• Material for the task
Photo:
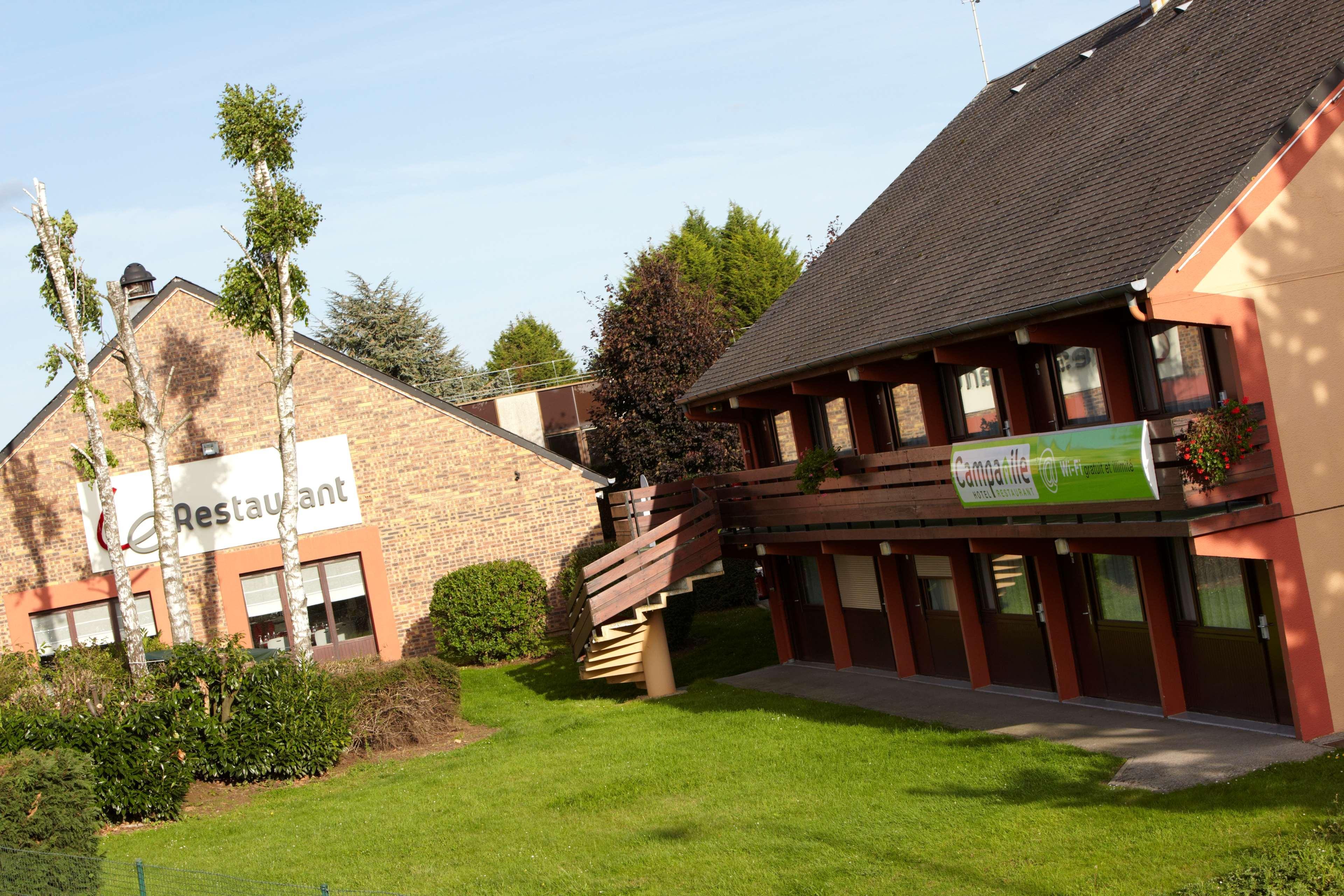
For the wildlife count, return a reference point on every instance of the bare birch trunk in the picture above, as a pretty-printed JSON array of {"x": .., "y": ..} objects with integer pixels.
[
  {"x": 283, "y": 378},
  {"x": 156, "y": 436},
  {"x": 50, "y": 240}
]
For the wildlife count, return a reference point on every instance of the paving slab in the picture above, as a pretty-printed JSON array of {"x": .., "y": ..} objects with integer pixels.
[{"x": 1160, "y": 754}]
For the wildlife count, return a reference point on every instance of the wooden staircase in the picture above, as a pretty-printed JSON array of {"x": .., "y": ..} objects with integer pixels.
[{"x": 616, "y": 610}]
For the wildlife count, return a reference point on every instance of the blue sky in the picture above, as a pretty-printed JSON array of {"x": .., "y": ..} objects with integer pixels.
[{"x": 498, "y": 158}]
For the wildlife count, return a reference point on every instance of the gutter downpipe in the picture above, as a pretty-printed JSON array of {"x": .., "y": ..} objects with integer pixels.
[{"x": 1126, "y": 290}]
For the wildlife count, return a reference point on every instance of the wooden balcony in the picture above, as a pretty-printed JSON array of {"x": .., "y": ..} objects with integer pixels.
[{"x": 909, "y": 495}]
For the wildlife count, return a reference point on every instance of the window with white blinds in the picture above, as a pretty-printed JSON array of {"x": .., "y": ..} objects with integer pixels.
[
  {"x": 929, "y": 567},
  {"x": 858, "y": 582}
]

• What you have to do
Copy every one of the records above word for word, leaving out the pictures.

• Exercise output
Photo:
For the wildlife count, return a reference point on every instance of the bare birch trunk in the picture above, as a pretty-printed JSON array of {"x": .., "y": ..} objects with integer pixels.
[
  {"x": 283, "y": 378},
  {"x": 156, "y": 436},
  {"x": 50, "y": 240}
]
For the wildlife count, return a reference point on every instance of the paving slab in the picture above, as a pretty-printed JSON array of {"x": .., "y": ..} objects with integer pixels.
[{"x": 1160, "y": 754}]
For the wildlife count, return a reference point on every instance of the wooden staircase in the picture above, as a pretty-printed JSON array of {"x": .., "y": ..} objects with integer pixels.
[{"x": 616, "y": 610}]
For the wildlife count, return a reference point on every instance of the blue sky in the picture above, as a pretty-printed JSON array of {"x": .., "y": ..} objects with integer pixels.
[{"x": 498, "y": 158}]
For the wildlife count, return a reference point on every instance of the gutter downpipe in the picture above, as a pretty-printed JSON array of {"x": .., "y": ..} objects with integer pixels.
[{"x": 1126, "y": 290}]
For the wildlife count, return a reference point on every instance of the wooden balcony in the picture above, as a pretty-printed JSON array of {"x": .., "y": ..} objects with integer pixels.
[{"x": 909, "y": 495}]
For the wildlife count, return a reference point on every instance of the window with white blinds in the picture above, as a pretty-printed JSON array of {"x": .., "y": ..} objects with integer pixels.
[
  {"x": 929, "y": 567},
  {"x": 858, "y": 582}
]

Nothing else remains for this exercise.